# Problem to solve
From the entries below, list each line with "eyelashes".

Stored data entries
%%

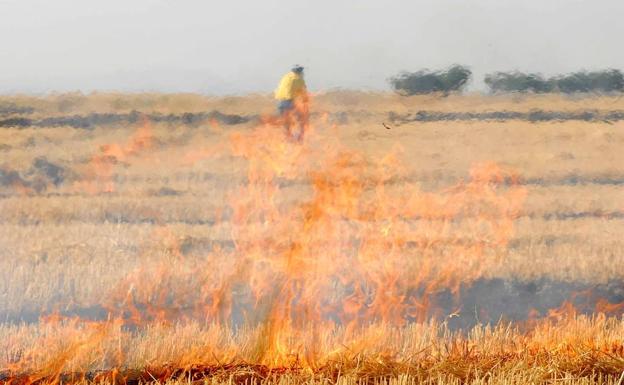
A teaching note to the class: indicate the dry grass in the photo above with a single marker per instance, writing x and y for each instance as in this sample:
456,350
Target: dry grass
71,246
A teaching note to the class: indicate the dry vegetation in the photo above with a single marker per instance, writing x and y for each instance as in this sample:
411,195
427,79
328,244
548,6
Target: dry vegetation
117,265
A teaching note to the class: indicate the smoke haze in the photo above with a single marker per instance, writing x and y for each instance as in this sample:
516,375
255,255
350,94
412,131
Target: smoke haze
244,46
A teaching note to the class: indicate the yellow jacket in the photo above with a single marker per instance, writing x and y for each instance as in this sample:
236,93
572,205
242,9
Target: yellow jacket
291,86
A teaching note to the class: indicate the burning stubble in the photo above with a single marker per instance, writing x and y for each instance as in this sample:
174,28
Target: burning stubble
359,278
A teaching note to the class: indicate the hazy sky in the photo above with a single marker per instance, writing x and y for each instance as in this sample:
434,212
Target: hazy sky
239,46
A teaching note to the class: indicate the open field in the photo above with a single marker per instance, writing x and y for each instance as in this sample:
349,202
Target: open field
180,237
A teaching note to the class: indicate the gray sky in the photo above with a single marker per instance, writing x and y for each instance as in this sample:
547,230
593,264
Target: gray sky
240,46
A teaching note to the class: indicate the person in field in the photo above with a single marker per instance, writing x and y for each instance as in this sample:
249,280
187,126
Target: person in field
292,102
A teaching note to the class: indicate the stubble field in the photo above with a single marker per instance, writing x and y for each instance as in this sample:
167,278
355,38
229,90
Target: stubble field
181,238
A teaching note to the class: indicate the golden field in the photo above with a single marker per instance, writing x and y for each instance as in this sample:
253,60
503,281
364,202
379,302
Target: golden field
232,255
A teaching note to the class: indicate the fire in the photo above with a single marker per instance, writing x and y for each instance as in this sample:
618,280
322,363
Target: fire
346,272
358,249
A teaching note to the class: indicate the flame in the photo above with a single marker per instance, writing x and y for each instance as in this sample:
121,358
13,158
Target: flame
359,249
341,274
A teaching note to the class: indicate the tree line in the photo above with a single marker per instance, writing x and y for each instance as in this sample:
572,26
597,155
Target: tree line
455,78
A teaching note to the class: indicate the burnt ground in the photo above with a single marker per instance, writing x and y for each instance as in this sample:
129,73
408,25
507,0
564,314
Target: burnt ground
106,119
12,116
485,301
530,116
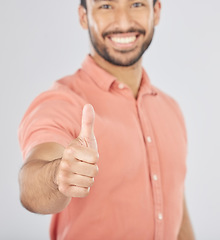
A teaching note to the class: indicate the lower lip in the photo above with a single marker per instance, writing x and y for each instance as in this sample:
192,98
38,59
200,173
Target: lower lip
123,45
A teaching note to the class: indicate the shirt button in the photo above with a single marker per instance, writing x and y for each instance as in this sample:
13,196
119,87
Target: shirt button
121,85
160,216
155,177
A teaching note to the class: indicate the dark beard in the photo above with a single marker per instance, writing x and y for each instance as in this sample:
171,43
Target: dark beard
103,51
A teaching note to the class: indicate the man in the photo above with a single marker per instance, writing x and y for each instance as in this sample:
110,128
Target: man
130,130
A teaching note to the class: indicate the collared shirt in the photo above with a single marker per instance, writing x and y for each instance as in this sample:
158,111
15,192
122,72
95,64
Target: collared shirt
138,192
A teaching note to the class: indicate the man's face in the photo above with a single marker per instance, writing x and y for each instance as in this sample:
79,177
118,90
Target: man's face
120,30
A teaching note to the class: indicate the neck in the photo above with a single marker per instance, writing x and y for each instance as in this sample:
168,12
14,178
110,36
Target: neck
131,76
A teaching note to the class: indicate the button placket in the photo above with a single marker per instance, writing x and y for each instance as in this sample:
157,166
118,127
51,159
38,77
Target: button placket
154,172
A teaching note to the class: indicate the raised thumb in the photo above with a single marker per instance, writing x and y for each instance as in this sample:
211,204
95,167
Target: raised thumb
87,135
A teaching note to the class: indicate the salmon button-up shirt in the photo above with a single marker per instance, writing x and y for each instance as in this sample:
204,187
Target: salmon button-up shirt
138,193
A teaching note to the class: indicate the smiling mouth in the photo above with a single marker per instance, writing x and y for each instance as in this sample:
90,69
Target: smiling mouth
124,40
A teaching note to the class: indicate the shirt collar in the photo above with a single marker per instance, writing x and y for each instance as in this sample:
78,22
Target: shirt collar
104,79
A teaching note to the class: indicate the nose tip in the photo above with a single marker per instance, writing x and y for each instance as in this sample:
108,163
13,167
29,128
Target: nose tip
123,19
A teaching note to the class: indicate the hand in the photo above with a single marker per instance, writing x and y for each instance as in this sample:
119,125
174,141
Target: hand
77,169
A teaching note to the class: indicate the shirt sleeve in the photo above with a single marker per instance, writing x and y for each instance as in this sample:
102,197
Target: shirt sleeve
54,116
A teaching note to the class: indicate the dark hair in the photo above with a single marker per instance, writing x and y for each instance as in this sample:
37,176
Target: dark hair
83,3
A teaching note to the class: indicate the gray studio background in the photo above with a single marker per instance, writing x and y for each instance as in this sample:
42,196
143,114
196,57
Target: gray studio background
41,41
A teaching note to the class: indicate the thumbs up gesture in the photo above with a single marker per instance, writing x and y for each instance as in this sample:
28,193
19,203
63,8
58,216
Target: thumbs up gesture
78,167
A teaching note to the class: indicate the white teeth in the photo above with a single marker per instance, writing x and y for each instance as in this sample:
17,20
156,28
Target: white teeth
123,40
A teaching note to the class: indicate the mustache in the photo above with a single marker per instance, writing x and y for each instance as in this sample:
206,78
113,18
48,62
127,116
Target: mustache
130,30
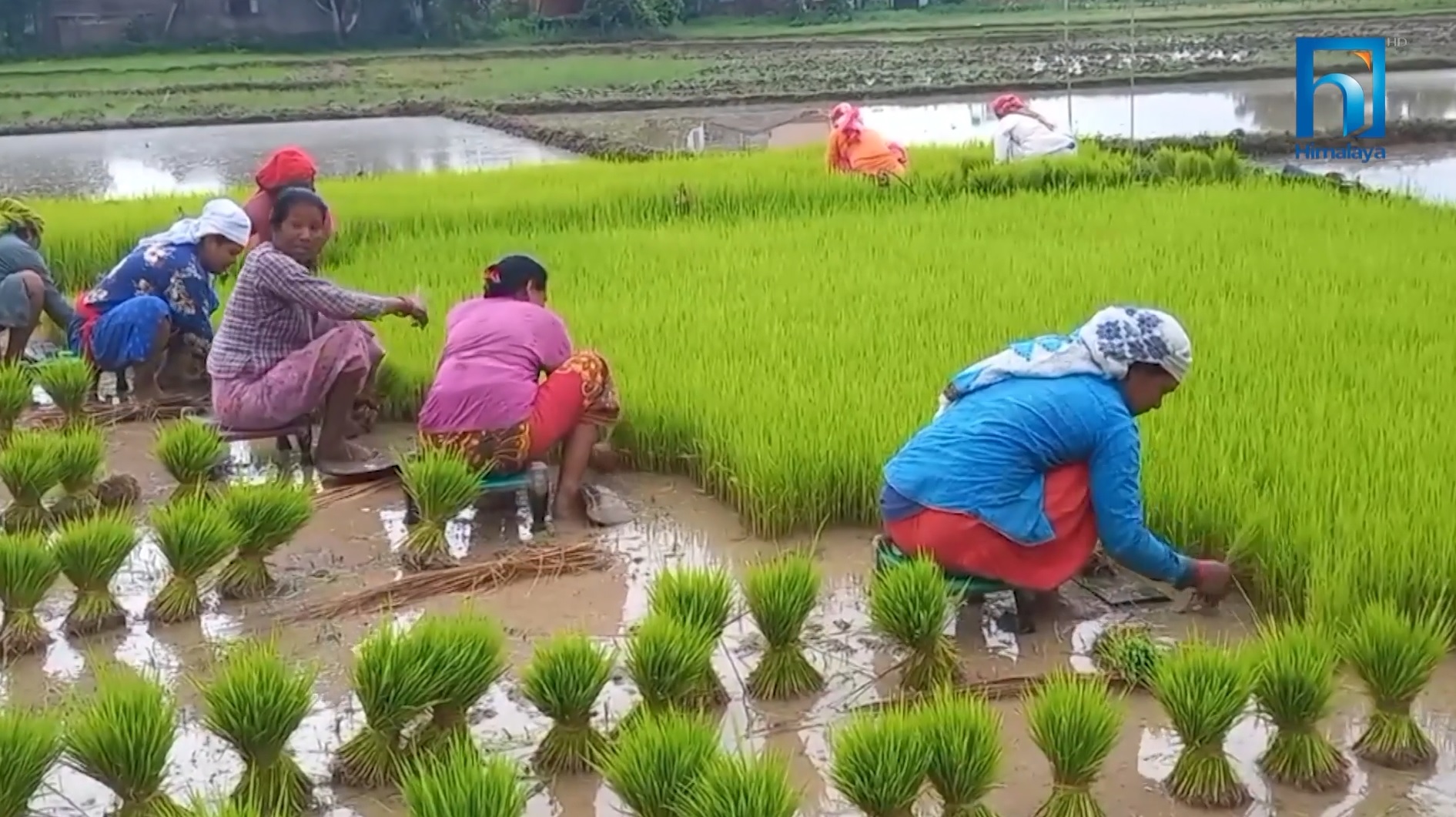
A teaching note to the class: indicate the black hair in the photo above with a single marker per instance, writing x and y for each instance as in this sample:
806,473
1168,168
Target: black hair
289,199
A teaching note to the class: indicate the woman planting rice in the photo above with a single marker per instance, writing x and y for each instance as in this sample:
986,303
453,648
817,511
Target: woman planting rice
1034,457
490,400
292,343
158,302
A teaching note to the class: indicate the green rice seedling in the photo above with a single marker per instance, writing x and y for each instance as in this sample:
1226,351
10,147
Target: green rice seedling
194,535
266,516
1295,686
1395,655
966,755
564,679
781,594
456,781
29,745
441,484
912,604
880,761
701,599
255,701
80,454
28,571
28,469
1073,720
191,454
393,685
91,552
1204,689
120,736
654,765
743,785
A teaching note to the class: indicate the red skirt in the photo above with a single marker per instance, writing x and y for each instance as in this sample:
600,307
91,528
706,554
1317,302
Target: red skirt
964,545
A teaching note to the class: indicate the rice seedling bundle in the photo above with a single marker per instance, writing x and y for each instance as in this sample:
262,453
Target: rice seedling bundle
255,701
880,761
1204,689
28,570
266,516
194,535
912,604
1073,720
654,765
781,594
191,452
120,736
29,745
564,679
1395,655
1295,686
441,484
701,599
28,469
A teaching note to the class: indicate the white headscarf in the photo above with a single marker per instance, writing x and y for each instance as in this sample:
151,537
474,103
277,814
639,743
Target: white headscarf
220,217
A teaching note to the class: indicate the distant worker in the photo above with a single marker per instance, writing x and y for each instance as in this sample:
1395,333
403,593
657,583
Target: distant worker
26,287
1036,456
855,149
1021,133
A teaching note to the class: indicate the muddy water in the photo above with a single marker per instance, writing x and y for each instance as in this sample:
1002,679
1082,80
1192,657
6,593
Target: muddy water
207,159
348,547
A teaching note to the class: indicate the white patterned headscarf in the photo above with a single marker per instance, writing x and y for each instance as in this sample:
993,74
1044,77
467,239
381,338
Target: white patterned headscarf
1106,346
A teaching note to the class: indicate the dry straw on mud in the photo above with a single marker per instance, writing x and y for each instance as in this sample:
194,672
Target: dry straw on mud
1295,685
781,594
194,535
266,516
120,736
879,761
912,604
564,679
443,484
91,552
1204,688
1075,722
29,746
1395,655
255,701
28,571
654,765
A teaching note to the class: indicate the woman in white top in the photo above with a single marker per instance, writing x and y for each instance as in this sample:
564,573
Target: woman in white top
1021,133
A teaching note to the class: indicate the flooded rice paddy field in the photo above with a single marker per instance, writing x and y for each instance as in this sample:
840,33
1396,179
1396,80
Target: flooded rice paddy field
347,548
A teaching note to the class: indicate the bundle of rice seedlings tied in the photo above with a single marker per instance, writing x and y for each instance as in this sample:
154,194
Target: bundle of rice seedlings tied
91,554
266,516
194,536
966,753
1295,686
879,761
29,745
1204,689
441,484
80,454
912,604
454,781
654,766
191,452
1073,720
564,679
701,599
120,736
1395,655
781,594
28,469
28,571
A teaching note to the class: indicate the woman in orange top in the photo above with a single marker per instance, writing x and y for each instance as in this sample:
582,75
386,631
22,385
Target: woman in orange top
856,149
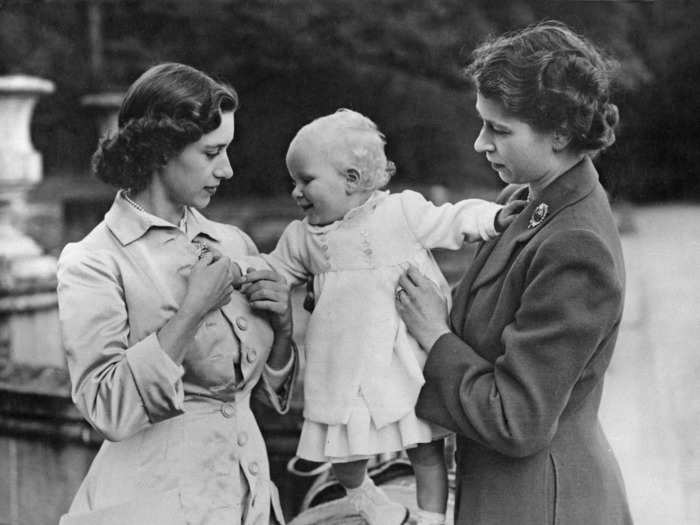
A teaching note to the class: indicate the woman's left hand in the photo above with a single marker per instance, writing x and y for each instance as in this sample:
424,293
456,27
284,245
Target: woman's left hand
421,307
268,291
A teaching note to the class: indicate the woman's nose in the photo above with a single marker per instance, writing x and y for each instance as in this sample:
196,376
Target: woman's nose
224,170
481,144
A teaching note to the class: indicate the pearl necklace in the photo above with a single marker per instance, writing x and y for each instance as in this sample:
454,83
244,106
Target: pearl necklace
134,204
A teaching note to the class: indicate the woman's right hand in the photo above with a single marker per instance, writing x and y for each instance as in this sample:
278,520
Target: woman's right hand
210,285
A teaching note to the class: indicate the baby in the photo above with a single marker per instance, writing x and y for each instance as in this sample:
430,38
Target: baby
363,371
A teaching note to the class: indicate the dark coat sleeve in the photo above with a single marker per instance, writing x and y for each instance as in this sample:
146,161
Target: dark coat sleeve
571,299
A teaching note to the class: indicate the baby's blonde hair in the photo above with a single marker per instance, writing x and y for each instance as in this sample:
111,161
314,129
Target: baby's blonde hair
350,141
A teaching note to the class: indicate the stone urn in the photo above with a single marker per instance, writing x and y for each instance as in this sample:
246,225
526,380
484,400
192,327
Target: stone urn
28,313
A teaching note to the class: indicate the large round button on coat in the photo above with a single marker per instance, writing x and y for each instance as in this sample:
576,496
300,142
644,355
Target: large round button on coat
228,410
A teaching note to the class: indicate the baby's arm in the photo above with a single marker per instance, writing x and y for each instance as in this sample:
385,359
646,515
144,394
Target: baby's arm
508,213
449,225
287,258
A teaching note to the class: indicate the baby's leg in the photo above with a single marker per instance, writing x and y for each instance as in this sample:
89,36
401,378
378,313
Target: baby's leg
369,500
350,474
428,461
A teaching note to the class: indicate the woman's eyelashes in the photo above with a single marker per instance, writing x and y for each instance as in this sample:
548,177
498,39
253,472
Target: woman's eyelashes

%%

# Expected answer
A teaching note to the class: indicate the woman's eyelashes in the photo above with a single marker per instance, writing x and y for each instance as in this sample:
Target: woman's eyelashes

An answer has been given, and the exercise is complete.